Records excerpted from a collection:
== Segment start ==

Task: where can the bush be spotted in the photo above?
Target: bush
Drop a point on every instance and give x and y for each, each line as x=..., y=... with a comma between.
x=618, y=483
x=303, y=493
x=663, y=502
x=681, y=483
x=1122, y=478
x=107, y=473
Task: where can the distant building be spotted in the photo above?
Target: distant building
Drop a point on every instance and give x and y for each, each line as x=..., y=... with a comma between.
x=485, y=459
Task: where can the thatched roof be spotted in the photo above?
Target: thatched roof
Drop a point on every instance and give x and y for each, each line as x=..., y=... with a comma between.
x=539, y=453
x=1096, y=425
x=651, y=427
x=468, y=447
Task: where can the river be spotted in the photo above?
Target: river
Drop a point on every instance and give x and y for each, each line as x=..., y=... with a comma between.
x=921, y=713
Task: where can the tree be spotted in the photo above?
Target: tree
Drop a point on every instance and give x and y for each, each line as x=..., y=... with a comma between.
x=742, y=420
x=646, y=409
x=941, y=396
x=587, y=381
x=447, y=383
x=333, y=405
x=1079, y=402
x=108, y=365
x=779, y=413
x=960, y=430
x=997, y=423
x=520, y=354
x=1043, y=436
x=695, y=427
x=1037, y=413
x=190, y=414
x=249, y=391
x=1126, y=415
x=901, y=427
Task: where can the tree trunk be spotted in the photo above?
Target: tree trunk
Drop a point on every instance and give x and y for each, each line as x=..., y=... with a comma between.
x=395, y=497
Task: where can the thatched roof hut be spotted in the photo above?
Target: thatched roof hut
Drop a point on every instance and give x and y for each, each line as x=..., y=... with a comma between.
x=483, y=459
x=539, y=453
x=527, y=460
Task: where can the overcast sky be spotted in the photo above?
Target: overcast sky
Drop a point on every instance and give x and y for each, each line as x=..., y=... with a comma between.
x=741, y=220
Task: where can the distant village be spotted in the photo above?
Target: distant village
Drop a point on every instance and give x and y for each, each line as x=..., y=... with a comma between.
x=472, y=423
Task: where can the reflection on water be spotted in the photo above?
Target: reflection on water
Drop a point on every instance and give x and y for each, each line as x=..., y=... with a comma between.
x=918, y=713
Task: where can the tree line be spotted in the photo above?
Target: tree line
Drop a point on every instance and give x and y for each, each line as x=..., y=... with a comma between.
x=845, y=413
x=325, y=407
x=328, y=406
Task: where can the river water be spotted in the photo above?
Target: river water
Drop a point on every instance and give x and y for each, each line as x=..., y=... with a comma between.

== Segment end ==

» **TASK INSTRUCTIONS**
Write out all of the records exactly as they stand above.

» **TASK SOLUTION**
Task: where can the bush be spotted in the photo above?
Target: bush
Drop a point on every instance and give x and y for each, each line as x=..., y=... with a comma between.
x=618, y=483
x=303, y=493
x=663, y=502
x=681, y=483
x=1122, y=478
x=107, y=473
Task: where can the distant building be spotted in the photo above?
Target: distant building
Drop a point on every instance and give x and y for each, each line as x=..., y=... with a comma between.
x=485, y=459
Task: where can the thatched roof be spotted in the photo above?
Target: thatched roof
Drop a point on every instance and give x and y for each, each line as x=..., y=... with a comma between.
x=539, y=453
x=1096, y=425
x=651, y=427
x=468, y=447
Task: where can the river be spotted in the photo above?
Target: river
Drop a point on every instance and give x and y for each, each line as x=..., y=... with a comma between.
x=921, y=713
Task: where can the tree be spotted in the photo above?
Target: tree
Drop a point on every instance and give x and y for each, each line as x=..., y=... with a comma between.
x=742, y=420
x=646, y=409
x=941, y=396
x=587, y=381
x=447, y=383
x=333, y=405
x=1079, y=402
x=108, y=365
x=779, y=413
x=960, y=430
x=997, y=423
x=520, y=354
x=1043, y=436
x=695, y=427
x=1037, y=413
x=190, y=414
x=249, y=391
x=1126, y=415
x=901, y=427
Task: where can the tree trunk be spotted in the photo above?
Target: tree trunk
Drop a point on every instance and give x and y for each, each line as x=..., y=... with a comma between.
x=395, y=497
Task: where can the thatched roof hut be spotted in the photo above?
Target: thatched roof hut
Drop a point on every instance and give x and y for each, each line as x=..., y=... with a comma between.
x=483, y=459
x=539, y=453
x=527, y=460
Task: where can the overcast sky be spotted in the photo above?
Target: overcast sky
Drop a point on every instance and give x and y for each, each line as x=..., y=... with a comma between.
x=741, y=220
Task: where can the distant village be spotted in the photo above?
Target: distant village
Drop a point on every instance and give x and y for each, each line as x=..., y=... with a comma between.
x=472, y=423
Task: where can the reflection on water be spotted in the photo above?
Target: reflection on water
Drop a point on every instance and give x and y for each, each line as x=..., y=... with a comma between.
x=918, y=713
Task: where can the tree line be spotted in the photo above?
Target: tree line
Drop a point on every instance and give x and y for each, each line as x=..., y=... with a comma between.
x=845, y=413
x=325, y=407
x=328, y=406
Task: where can the river water be spotted in the photo above?
Target: river water
Drop a point on every instance and give x and y for each, each line as x=..., y=... with a comma between.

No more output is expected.